TASK DESCRIPTION: Quote the entries below word for word, omitting any pictures.

Saved entries:
* * *

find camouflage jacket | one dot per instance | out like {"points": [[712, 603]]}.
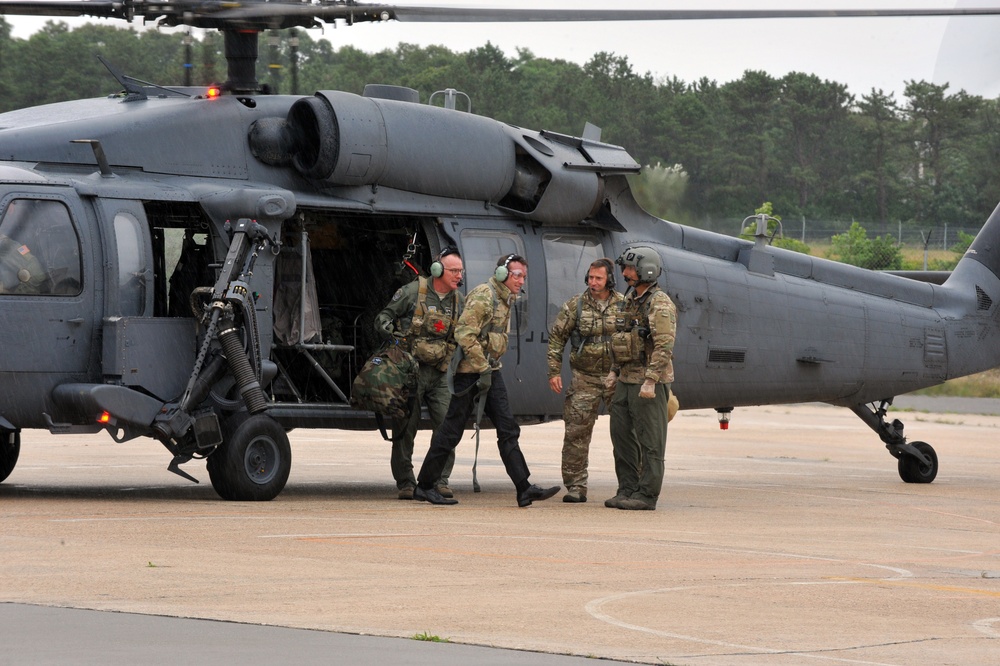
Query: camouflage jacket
{"points": [[483, 326], [589, 338], [643, 342], [427, 325]]}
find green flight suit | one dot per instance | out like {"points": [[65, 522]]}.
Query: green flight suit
{"points": [[429, 336], [643, 347]]}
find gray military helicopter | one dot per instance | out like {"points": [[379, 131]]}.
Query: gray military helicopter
{"points": [[202, 266]]}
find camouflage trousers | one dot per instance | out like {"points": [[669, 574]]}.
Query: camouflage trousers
{"points": [[432, 390], [583, 401]]}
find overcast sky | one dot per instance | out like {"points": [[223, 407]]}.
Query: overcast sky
{"points": [[864, 53]]}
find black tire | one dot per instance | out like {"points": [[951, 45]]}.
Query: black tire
{"points": [[253, 461], [912, 470], [10, 449]]}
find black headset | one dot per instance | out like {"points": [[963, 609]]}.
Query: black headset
{"points": [[437, 268], [608, 266], [501, 272]]}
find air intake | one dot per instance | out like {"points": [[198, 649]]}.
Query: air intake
{"points": [[721, 357], [983, 302]]}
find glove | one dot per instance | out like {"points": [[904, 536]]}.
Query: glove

* * *

EXERCISE RESPONSE:
find camouflage jacket | one dot per instance | out like {"points": [[712, 603]]}.
Query: camouflage jacket
{"points": [[483, 326], [589, 338], [643, 342], [427, 325]]}
find green flight suit | one dot per instance | out like {"points": [[65, 522]]}.
Query: green flight suit
{"points": [[429, 336], [643, 347]]}
find gray military helicopter | one dot per instance | out like {"points": [[379, 131]]}.
Query: gray military helicopter
{"points": [[202, 266]]}
find camouflage trousers | one dot per instance | out like {"points": [[669, 574]]}.
Query: camouflage trousers
{"points": [[432, 390], [583, 401]]}
find overcast sky | one dot per instance | out like {"points": [[223, 407]]}.
Query: overcast sky
{"points": [[864, 53]]}
find black tire | one dot per instance | out like {"points": [[951, 45]]}.
Query: black tire
{"points": [[253, 461], [912, 470], [10, 449]]}
find black headset | one dot per instance | out like {"points": [[963, 609]]}.
Query: black headset
{"points": [[437, 268], [608, 266], [501, 272]]}
find air intake | one dot per instance | out like {"points": [[198, 649]]}.
Query: air intake
{"points": [[721, 357], [983, 302]]}
find glove | one dot per instance | out like {"points": [[904, 536]]}.
Query: glove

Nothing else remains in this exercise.